WHAT NEEDS TO BE DONE: Print the material below again, line for line, without changing a single character.

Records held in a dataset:

********

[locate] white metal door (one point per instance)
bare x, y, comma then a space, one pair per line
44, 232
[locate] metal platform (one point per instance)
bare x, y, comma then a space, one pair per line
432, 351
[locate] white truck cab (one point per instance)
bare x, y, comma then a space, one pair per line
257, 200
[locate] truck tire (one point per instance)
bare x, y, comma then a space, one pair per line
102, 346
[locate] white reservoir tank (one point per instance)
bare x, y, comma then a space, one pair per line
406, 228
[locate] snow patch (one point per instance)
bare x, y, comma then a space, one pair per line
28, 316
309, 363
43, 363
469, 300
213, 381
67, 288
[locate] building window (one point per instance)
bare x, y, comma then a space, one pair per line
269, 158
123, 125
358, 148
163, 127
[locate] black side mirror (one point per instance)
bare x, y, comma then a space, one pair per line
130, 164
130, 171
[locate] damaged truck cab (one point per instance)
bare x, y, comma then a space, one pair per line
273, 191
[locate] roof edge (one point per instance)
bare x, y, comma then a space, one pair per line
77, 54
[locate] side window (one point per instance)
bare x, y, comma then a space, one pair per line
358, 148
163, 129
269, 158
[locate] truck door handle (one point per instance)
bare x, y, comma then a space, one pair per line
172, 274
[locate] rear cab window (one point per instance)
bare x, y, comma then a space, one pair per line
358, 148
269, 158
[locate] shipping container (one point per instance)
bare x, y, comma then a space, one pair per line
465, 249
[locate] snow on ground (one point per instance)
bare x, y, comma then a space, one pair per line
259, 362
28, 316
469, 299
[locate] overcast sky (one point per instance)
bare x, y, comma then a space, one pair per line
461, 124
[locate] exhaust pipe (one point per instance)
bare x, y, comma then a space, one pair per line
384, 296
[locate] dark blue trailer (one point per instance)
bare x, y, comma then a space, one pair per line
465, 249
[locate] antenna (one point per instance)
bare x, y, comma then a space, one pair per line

********

RESPONSE TO THIS TASK:
[locate] white metal door (one point per instance)
bare x, y, comma then a space, one pair per line
44, 232
[locate] metal platform (one point per instance)
bare x, y, comma then a space, one pair per line
432, 351
[locate] white truck cab (one point per instance)
bare x, y, comma then a space, one pair per line
257, 200
[locate] truck tire (one point per instance)
bare x, y, comma then a space, one pair per line
102, 346
[locate] white reservoir tank (one point per instance)
bare x, y, comma then a space, one pair per line
406, 228
[locate] snow patch (one point per instance)
bare x, y, comma then a space, one pair per line
28, 316
309, 363
43, 363
469, 300
213, 381
67, 288
[locate] building window (one point per instance)
bare x, y, comma then a space, one pair per line
269, 158
123, 125
358, 148
163, 127
[locate] black side mirror (one point per instance)
bare x, y, comma then a space, one pair per line
130, 164
130, 171
[locate] damaged truck cab (one point per instance)
bare x, y, comma then a space, one pair per line
273, 191
[locate] roof edge (one point per instance)
bare x, y, comma then a space, one pair per line
77, 54
[locate] side window (one point per instance)
bare x, y, comma then a space, one pair per line
358, 148
163, 129
269, 158
[locate] truck door handle (one point per instance)
bare x, y, comma then a space, one pair per line
172, 274
[locate] rear cab window (one point per instance)
bare x, y, comma then a space, one pair per line
358, 148
269, 158
[locate] shipping container (one point per instance)
bare x, y, comma then a space, one pair per line
465, 249
[locate] snow on ground (one point per instance)
bare x, y, comma then a space, one pair per line
259, 362
28, 316
469, 299
[locate] overcast sky (one point per instance)
bare x, y, comma then a space, one pair per line
461, 124
[locate] exhaust pipe (one point per instance)
bare x, y, comma then a space, one pair per line
384, 296
[locate] dark blue trailer (one point per instance)
bare x, y, comma then a space, one pair per line
465, 249
[locate] antenna (one point per instance)
bare x, y, comma then a space, one pair per line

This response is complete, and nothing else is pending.